> _LIST OF TASKS_
A - Translate this sentence from the commentary on Romans into Spanish: "We are no longer slaves to sin, but have become slaves to God through faith."
B - Continue the commentary on Romans from where it ends.

> _SELECTION_
──────────────────────────────

Last time in Romans, we saw how believers are dead to sin. Our old man has been crucified (put to death) with Christ, and our sin nature has been rendered powerless. We have been freed from sins power because we are under grace. We are no longer slaves to sin, but have become slaves to God through faith. In this chapter, Paul will explain how believers are also set free from the law, but how it is there as a reminder of our sinful state.
He begins with a similar phrase of that in chapter 6, “Or do you not know,” again, meaning what he was about to say was familiar to them. He continued, “brethren (for I speak to those who know the law), that the law has dominion over a man as long as he lives?” He was returning back to what he said in 6:14 that sin no longer had dominion over them because they were not under law but under grace. Now, he will explain this in greater detail.
He illustrates his point with marriage, another topic they would be familiar with. Under Old Testament law, a woman was bound to her husband until death, and if she divorced and remarried prior to his death, she was considered an adulterous. However, if he died, she was free to remarry. In like manner, Old Testament believers were not permitted to divorce themselves from the law, because that was what God had ordained until Christ. Now that Christ has died and risen again, believers have become dead to the law by the body of Christ that they can become married to Him who was raised from the dead. In the Scriptures, the Church is described as the bride of Christ (2 Co 11:2, Eph 5:25-27, and Rev 19:6-9). It is in the betrothal stage now, but will go through the marriage and marriage supper after the rapture during the 7-year tribulation.

──────────────────────────────

> _DATA ENTRIES_
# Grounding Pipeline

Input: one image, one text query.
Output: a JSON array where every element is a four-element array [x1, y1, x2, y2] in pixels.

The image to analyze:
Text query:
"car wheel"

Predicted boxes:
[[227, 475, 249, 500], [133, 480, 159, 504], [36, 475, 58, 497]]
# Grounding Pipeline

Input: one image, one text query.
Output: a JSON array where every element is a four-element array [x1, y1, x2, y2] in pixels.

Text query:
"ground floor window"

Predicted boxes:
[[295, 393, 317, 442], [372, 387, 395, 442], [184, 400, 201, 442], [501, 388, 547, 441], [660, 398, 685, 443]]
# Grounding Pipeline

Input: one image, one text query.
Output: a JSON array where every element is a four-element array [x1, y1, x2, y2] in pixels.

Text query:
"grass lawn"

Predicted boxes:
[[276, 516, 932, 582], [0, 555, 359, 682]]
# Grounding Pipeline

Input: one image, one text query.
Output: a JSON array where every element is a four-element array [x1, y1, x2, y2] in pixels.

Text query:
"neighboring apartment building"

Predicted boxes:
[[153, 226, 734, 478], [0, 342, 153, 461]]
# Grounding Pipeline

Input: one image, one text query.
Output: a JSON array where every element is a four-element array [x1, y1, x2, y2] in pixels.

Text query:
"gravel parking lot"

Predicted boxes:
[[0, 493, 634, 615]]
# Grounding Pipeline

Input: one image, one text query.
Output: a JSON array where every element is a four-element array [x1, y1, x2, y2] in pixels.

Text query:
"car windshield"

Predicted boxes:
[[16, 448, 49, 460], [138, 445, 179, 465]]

──────────────────────────────

> _ANSWERS FOR THIS EXERCISE_
A - Ya no somos esclavos del pecado, sino que nos hemos convertido en esclavos de Dios por medio de la fe.

B -
Just as believers have died to sin and are set free from it, they have also died to the law and are set free from it. Paul also wrote to the Galatians, “For I through the law died to the law that I might live to God.” This, again, took place at the cross. God’s purpose in this is so that we should bear fruit unto Him. Jesus told His disciples, “I am the vine, you are the branches. He who abides in Me, and I in him, bears much fruit; for without Me you can do nothing.” (Jn 15:5)
Now Paul begins to include himself with his readers. When they were controlled or dominated by the sin nature, the prohibitions of the law aroused their sinful desires. The very fact that it says not to do something makes people want to do it. Paul reminds us that following sinful passions leads to death. However, believers have been delivered from the law by dying to it, that they can serve in the newness of the Spirit rather than in the oldness of the letter. Paul wrote to the Corinthians, “who also made us sufficient as ministers of the new covenant, not of the letter but of the Spirit; for the letter kills, but the Spirit gives life.” (2 Co 3:6) The old covenant was based on obedience to the written law, and brought condemnation. The new covenant is based on faith in the blood of Jesus, and is sealed by the Holy Spirit.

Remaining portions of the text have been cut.